»»

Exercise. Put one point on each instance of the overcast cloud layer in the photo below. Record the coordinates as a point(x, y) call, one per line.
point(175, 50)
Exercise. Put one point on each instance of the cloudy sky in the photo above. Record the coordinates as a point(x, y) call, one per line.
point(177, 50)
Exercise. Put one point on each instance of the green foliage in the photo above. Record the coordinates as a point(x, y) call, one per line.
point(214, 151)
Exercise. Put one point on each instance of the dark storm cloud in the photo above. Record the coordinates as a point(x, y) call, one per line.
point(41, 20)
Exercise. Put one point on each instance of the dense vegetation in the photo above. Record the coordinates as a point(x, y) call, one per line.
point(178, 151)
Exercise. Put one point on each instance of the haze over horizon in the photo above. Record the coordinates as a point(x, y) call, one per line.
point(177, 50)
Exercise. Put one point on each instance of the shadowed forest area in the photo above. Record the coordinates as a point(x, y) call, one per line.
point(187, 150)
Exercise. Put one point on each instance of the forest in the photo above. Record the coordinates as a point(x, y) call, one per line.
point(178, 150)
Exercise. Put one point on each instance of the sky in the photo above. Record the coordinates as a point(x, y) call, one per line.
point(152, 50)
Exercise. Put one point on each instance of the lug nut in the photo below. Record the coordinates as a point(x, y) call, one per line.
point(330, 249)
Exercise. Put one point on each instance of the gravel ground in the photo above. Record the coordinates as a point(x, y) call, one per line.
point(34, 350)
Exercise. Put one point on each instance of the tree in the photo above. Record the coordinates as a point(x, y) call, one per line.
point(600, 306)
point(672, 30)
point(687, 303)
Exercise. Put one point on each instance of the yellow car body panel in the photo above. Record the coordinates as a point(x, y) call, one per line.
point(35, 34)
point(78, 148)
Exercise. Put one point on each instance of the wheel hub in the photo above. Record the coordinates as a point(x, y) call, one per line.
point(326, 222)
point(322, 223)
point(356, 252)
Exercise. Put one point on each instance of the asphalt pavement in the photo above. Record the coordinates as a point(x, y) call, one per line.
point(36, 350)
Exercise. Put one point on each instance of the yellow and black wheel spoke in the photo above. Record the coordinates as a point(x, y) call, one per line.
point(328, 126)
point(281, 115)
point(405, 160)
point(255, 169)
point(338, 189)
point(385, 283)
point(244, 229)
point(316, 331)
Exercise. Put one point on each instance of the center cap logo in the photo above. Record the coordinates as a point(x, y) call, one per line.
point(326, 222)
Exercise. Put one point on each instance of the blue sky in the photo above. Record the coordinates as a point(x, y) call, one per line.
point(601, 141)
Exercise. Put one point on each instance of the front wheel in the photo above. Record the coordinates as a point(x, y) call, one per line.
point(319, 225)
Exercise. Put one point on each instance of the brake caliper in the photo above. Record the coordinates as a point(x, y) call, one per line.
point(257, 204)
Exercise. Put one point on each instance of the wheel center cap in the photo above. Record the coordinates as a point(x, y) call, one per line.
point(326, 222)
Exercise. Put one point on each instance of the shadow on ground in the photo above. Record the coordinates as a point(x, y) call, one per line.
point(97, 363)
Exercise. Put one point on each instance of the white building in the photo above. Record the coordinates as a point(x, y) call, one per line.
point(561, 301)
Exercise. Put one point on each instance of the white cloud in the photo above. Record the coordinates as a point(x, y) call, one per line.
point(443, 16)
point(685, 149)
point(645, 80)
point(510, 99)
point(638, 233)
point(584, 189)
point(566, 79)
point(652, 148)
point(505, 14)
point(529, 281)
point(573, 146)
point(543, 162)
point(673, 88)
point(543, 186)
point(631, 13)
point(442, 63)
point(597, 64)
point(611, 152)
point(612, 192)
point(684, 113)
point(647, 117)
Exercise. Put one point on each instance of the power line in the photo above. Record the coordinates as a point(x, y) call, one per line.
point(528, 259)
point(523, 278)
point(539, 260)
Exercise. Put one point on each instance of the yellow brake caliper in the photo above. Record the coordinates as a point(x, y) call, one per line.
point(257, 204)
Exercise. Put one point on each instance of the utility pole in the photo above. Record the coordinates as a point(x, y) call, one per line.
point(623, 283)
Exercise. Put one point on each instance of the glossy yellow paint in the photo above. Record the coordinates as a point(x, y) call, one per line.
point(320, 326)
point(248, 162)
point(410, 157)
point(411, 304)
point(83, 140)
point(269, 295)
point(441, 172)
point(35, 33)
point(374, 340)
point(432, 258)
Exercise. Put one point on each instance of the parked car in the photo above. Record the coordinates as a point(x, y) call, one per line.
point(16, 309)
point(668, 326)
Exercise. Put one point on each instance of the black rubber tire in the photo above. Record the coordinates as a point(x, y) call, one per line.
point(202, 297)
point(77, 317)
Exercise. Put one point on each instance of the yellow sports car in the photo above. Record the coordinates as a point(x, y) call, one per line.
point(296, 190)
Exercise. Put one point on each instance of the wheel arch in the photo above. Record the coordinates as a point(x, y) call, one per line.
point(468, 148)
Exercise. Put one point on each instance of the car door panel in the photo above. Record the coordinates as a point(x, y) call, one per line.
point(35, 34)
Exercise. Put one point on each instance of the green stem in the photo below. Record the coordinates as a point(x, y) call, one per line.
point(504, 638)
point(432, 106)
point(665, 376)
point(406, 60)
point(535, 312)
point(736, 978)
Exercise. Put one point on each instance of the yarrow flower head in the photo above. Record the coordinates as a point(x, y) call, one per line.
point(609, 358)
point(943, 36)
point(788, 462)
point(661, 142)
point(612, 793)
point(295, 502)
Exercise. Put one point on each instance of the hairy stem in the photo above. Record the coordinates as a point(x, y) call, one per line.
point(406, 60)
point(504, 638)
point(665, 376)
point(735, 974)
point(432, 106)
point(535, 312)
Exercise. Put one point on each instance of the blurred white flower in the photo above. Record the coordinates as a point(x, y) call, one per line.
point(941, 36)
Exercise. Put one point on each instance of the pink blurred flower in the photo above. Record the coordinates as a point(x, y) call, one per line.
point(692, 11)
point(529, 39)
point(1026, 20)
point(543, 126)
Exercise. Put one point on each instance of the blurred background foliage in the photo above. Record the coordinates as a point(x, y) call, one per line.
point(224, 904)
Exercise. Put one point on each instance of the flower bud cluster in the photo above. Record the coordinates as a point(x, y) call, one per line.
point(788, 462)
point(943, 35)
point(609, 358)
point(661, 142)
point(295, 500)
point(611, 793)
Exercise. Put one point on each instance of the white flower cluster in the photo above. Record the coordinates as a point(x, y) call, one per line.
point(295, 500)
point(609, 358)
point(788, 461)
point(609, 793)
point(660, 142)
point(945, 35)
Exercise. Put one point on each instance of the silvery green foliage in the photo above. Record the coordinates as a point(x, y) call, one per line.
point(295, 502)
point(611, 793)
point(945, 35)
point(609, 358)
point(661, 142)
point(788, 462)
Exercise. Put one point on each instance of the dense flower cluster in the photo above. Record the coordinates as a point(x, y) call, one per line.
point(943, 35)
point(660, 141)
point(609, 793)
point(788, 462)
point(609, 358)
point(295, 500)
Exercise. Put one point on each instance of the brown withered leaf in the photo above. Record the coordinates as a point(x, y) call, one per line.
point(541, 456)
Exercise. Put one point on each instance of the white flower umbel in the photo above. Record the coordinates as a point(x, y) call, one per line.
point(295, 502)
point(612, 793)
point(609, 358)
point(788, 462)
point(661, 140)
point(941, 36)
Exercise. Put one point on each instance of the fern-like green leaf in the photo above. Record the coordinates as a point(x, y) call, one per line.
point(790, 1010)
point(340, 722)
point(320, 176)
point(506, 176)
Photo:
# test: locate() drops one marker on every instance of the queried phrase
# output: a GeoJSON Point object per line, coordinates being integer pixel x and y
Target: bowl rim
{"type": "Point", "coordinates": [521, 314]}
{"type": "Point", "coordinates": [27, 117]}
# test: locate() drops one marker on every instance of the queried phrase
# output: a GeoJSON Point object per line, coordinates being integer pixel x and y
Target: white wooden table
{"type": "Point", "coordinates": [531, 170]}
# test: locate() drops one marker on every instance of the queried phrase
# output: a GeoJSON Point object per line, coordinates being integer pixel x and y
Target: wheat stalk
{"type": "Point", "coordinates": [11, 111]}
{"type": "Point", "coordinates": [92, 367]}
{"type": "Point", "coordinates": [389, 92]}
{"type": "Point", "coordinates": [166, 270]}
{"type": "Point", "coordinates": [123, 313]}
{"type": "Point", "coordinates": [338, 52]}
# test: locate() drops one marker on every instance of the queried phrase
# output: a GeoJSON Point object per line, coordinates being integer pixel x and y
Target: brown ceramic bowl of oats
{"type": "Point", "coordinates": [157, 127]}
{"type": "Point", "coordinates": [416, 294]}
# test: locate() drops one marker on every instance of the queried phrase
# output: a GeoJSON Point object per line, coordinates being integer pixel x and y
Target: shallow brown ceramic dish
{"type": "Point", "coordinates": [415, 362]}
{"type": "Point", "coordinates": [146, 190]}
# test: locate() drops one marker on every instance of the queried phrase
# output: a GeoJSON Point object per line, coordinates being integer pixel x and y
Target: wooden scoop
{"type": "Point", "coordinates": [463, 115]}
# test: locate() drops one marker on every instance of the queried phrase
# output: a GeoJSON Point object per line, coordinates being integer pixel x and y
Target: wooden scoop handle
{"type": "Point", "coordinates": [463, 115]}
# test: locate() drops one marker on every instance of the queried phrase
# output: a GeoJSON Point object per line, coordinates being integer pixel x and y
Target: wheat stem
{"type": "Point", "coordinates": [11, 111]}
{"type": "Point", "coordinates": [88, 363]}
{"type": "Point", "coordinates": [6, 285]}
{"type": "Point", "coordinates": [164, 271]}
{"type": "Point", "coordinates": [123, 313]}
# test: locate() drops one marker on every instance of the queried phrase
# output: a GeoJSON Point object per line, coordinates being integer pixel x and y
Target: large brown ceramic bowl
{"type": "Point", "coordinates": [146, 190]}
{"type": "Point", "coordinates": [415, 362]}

««

What the task requires — Please print everything from the start of the items above down to and including the line that contains "point(34, 350)", word for word.

Task answer —
Exercise. Put one point on each instance of the overcast cloud layer in the photo below. Record the coordinates as a point(x, y) call, one per line.
point(175, 50)
Exercise. Put one point on each instance of the cloudy sky in the photo above. Record the coordinates as a point(x, y) call, one per line.
point(177, 50)
Exercise. Put one point on each instance of the green foliage in the photo above. Record the coordinates as a point(x, y) call, one per line.
point(214, 151)
Exercise. Put one point on each instance of the dark storm cloud in the photo above. Record the coordinates as a point(x, y) call, one per line.
point(41, 20)
Exercise. Put one point on each instance of the dense vegetation in the photo above. Record the coordinates as a point(x, y) call, one per line.
point(178, 151)
Exercise. Put one point on each instance of the haze over horizon in the photo above. Record the coordinates as a point(x, y) call, one per line.
point(177, 50)
Exercise. Put one point on each instance of the shadowed forest area in the photo above. Record the coordinates as a point(x, y) call, one per line.
point(187, 150)
Exercise. Put one point on each instance of the forest in the photo above. Record the coordinates as a point(x, y) call, one per line.
point(178, 150)
Exercise. Put one point on each instance of the sky in the photo above. Record the coordinates as a point(x, y) call, one per line.
point(152, 50)
Exercise. Put one point on each instance of the lug nut in the photo below. Record the coordinates as a point(x, y) call, one per line.
point(330, 249)
Exercise. Put one point on each instance of the gravel ground in the photo above. Record the coordinates as a point(x, y) call, one per line.
point(34, 350)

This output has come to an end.